__GOAL__. Rewrite the items below, changing each "marker" to "dot" and keeping all other wording the same.
━━━ STORED ROWS ━━━
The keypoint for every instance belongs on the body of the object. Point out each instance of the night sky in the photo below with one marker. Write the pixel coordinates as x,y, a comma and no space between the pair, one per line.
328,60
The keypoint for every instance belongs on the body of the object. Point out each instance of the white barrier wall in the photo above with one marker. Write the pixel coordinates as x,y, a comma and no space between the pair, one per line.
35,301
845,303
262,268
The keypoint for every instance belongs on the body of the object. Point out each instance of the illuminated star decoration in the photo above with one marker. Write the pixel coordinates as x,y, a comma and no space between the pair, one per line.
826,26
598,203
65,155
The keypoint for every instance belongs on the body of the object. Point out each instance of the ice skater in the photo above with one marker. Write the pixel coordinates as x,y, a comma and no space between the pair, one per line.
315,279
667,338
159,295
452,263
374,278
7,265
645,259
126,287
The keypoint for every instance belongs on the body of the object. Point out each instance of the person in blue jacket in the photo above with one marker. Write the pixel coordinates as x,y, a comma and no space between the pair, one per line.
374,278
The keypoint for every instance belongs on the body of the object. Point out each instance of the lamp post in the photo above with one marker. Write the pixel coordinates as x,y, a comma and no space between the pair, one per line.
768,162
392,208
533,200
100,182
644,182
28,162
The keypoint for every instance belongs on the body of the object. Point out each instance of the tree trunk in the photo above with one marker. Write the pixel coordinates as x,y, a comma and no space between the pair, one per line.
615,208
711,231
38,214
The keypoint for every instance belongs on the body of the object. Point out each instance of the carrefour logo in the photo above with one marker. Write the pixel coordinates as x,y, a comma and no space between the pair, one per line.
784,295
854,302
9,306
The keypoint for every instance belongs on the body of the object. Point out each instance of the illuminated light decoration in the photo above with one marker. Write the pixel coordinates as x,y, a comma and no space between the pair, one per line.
━━━
__FINAL RESULT__.
The keypoint for every instance belongs on the body of the object. Point out each instance of the night sky in the photo below with one dot. Write the pixel coordinates as x,y, a comma and no space between the pair, one per line.
328,60
The keypoint for every instance belongs on the body of the object. Point out each instance of the white barrier wall in the photo above with one dot. Write the pixel coordinates as x,y, a comma and no space between the pair, one per line.
35,301
845,303
262,268
The keypoint for every instance belongs on the body of the object. Point out each instance of the illuminated star decoration in the photo above with one dot. Write the pixel coordinates as x,y, a comma and no space between the pair, one per line.
826,26
598,203
65,155
The keypoint for every instance belongs on the body of the object. Point out each instance of the ice skater in the photo above with one dot. Write the pixel coordinates as x,y, a comma and no space between the pair, one per line.
315,279
667,338
159,295
452,263
374,278
7,265
645,259
126,287
The keypoint for every instance belongs on the body of the object. Point out each instance of the person in blue jacket in the photo above with one dot. Write the pixel coordinates as x,y, a comma and no space between the pair, one per line.
374,278
The keypoint for every instance belongs on the body of the object. Point out each instance of the lamp post in the photo above with one dot. Write the pixel coordinates as x,y, a comma and no space between the pair, one per line.
768,162
392,208
533,200
100,182
644,182
28,162
The keypoint for every instance belongs on the body of the object. Point out each instance of the tree trunk in the photo above with one dot. Write the pixel coordinates as x,y, a comma and no space between the pair, one per line.
615,208
711,231
38,214
The keypoint for every instance belongs on the body of the object. Point out each instance of the carrefour logo in the photo above with one dot. Write the pixel coordinates as x,y, a comma and no space between the pair, one per line.
784,295
854,302
9,306
The keypoint for every instance belongs on the body of the object. Point out each instance of the illuminated light decoration in the photo above with one dot. Write the pixel coordinates as x,y, a comma and no space between the pair, one per line.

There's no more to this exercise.